> _DOCUMENT SEGMENT_
Robert Plantz: ‘I have the opportunity to see patients get better and improve their quality of life’

Physician Assistant Robert Plantz is surrounded by his passions – health care, patients and nature.

“Family practice is a lot of fun, you get to do everything,” said Plantz, who embraces his role as the provider at Western Sierra Medical Clinic’s Penn Valley center. “You never know what’s going to come in the door.”

From annual exams to chronic conditions and minor procedures, the former Marine corpsman has three decades of health care experience – and helping patients in smaller communities and even halfway around the world. Regardless of where he helps others, Plantz says the most important skills are communicating and connecting with patients.

“My goal is to make patients comfortable with me,” Plantz said. “You have about 90 seconds of meeting a patient to establish that relationship and trust. You have to be open and frank, and let them know that I’m looking out for them. You have to develop a rapport.”

The rapport is critical because patients often come in for one issue – perhaps a nagging cold or cough, or persistent pain – but the real problem is something different.

> _REQUIRED ACTIONS_
- a) Could you rewrite the paragraph of the Robert Plantz profile that begins "From annual exams to chronic conditions" as a short bulleted list that keeps its main facts?
- b) Can you resume the Robert Plantz profile after its last sentence and carry it forward?
The lines aren't needed for any of this.

> _LISTED RECORDS_

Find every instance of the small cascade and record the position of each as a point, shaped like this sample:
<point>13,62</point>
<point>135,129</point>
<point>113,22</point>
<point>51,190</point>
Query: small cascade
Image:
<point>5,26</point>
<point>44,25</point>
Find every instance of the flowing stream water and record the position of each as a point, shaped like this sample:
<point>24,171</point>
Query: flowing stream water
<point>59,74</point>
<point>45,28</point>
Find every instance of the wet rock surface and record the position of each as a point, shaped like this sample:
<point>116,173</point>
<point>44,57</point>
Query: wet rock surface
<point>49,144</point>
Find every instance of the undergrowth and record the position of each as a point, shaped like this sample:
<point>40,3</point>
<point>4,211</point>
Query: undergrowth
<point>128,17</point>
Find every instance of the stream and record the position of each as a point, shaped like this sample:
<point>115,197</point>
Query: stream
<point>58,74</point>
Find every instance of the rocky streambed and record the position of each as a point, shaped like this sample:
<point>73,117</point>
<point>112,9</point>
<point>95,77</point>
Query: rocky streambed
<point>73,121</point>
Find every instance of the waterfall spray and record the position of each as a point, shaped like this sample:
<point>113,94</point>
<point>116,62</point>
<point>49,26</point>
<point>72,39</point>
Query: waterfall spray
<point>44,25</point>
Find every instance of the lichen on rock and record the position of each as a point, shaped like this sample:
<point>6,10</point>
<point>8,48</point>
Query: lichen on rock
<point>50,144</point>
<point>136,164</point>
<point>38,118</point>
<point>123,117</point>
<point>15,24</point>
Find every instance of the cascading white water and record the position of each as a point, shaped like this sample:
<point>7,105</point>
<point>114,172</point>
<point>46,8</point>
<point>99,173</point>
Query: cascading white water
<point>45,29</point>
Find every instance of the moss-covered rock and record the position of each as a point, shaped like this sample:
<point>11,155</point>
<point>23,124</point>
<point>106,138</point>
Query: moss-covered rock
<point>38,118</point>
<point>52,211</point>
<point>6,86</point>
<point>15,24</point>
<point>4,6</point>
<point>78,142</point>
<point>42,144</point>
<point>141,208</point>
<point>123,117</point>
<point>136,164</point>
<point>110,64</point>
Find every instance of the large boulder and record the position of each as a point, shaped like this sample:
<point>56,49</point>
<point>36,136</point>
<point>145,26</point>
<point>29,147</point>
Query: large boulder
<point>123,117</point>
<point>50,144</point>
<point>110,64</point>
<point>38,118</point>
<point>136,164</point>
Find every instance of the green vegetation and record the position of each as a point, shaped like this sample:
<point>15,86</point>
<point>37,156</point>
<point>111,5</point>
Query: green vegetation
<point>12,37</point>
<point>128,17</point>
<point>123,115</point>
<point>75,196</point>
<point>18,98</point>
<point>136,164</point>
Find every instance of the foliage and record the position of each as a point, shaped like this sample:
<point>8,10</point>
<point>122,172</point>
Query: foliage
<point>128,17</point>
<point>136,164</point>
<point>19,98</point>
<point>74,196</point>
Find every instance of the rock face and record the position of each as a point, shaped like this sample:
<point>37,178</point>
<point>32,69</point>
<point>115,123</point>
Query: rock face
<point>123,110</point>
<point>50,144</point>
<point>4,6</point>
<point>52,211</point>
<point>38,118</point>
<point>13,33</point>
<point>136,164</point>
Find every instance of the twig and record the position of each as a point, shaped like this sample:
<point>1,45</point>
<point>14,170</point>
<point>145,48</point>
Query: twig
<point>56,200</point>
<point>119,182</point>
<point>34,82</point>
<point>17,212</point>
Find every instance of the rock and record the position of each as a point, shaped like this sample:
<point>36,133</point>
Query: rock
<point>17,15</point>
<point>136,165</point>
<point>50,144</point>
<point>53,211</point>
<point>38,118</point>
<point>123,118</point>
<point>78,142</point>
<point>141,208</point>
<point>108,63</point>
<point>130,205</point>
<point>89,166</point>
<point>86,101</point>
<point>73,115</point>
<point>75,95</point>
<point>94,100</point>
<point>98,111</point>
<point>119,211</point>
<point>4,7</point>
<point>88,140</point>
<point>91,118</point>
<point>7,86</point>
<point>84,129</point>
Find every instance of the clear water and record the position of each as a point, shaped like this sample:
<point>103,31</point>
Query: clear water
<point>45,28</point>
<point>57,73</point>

> _TASK ANSWERS_
- a)
- Handles care from annual exams to chronic conditions and minor procedures
- Former Marine corpsman with three decades of health care experience
- Has helped patients in smaller communities and even halfway around the world
- Considers communicating and connecting with patients the most important skills, wherever he works

- b)
“The chief complaint is often not the real reason why they’re coming in,” said Plantz, adding that many patients will later reveal other often more serious issues during a visit. “It can be hard and challenging to have people embrace the new norm of their life.”

Plantz knows all about the challenges and frustrations that many patients face, from battling a chronic condition or dealing with an injury. He was in a serious car accident that left him in a coma for several days in 1998 – and required a lengthy recovery.

“I understand trauma and pain, depression and anxiety,” said Plantz, who enjoys the role of advocate, cheerleader and, of course, provider. “I have the opportunity to see patients get better and improve their quality of life. The greatest success stories are the most satisfying.”

And Plantz has many success stories from a career that includes as a Senior Medical Officer for the U.S. State Department in Baghdad, Iraq, and as the Head of Education and Training for a Tank Battalion based at Camp Lejeune in North Carolina.

“Medicine has always been intriguing to me,” said Plantz, who read medical textbooks while growing up in Vallejo and Marysville and planned to become a physician. “But the Navy just kept giving me more jobs that were fun and interesting.”

During the past decade, Plantz has been practicing medicine at rural clinics, from New Mexico to most recently in Mariposa, just outside of Yosemite National Park. He joined Western Sierra Medical Clinic in 2018.

Western Sierra, and more specifically the Penn Valley center, allows Plantz to work in a rural community and provide patients access to quality health care.

“It can be rather complex” working in a rural clinic, he said. “But it’s also wonderfully unique.”

Nevada County also gives him the opportunity to enjoy the outdoors.